Description of the task: Please copy out all the data. Every detail stays the same.

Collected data

━━━━━━━━

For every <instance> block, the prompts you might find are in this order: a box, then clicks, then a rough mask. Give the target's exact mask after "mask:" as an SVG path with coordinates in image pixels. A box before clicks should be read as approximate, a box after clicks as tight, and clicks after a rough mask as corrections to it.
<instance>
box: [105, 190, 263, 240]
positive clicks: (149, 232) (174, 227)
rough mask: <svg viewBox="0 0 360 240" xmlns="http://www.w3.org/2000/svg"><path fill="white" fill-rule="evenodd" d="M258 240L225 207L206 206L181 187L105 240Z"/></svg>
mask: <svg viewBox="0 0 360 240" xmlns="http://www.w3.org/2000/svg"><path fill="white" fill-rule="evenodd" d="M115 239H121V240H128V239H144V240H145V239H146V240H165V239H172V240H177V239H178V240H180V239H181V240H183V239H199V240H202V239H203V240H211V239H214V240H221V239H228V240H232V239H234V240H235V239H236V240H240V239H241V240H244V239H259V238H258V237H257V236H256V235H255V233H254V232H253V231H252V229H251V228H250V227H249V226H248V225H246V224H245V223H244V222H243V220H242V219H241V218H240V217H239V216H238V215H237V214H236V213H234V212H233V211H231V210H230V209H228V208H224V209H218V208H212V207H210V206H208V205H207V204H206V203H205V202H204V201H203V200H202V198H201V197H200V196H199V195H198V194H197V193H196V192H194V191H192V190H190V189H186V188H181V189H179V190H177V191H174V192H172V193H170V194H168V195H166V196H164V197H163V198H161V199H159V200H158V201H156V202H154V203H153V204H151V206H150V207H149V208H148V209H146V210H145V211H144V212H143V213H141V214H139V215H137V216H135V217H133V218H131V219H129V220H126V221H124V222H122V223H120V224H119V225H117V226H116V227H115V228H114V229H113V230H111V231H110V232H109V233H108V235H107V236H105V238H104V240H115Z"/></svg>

━━━━━━━━

Your response:
For every <instance> block, the prompts you might find are in this order: a box, then clicks, then a rough mask. Give the target's exact mask after "mask:" as an SVG path with coordinates in image pixels. A box before clicks should be read as approximate, a box after clicks as tight, and clicks after a rough mask as corrections to it.
<instance>
box: [105, 190, 263, 240]
positive clicks: (149, 232) (174, 227)
rough mask: <svg viewBox="0 0 360 240" xmlns="http://www.w3.org/2000/svg"><path fill="white" fill-rule="evenodd" d="M258 240L225 207L206 206L181 187L105 240Z"/></svg>
mask: <svg viewBox="0 0 360 240" xmlns="http://www.w3.org/2000/svg"><path fill="white" fill-rule="evenodd" d="M115 239H121V240H128V239H144V240H145V239H146V240H165V239H172V240H177V239H178V240H180V239H181V240H183V239H199V240H202V239H203V240H211V239H214V240H221V239H228V240H232V239H234V240H235V239H236V240H240V239H241V240H244V239H259V238H258V237H257V236H256V235H255V233H254V232H253V231H252V229H251V228H250V227H249V226H248V225H246V224H245V223H244V222H243V220H242V219H241V218H240V217H239V216H238V215H237V214H236V213H234V212H233V211H231V210H230V209H228V208H224V209H218V208H212V207H210V206H208V205H207V204H206V203H205V202H204V201H203V200H202V198H201V197H200V196H199V195H198V194H197V193H196V192H194V191H192V190H190V189H186V188H181V189H179V190H177V191H174V192H172V193H170V194H168V195H166V196H164V197H163V198H161V199H159V200H158V201H156V202H154V203H153V204H151V206H150V207H149V208H148V209H146V210H145V211H144V212H143V213H141V214H139V215H137V216H135V217H133V218H131V219H129V220H126V221H124V222H122V223H120V224H119V225H117V226H116V227H115V228H114V229H113V230H111V231H110V232H109V233H108V235H107V236H105V238H104V240H115Z"/></svg>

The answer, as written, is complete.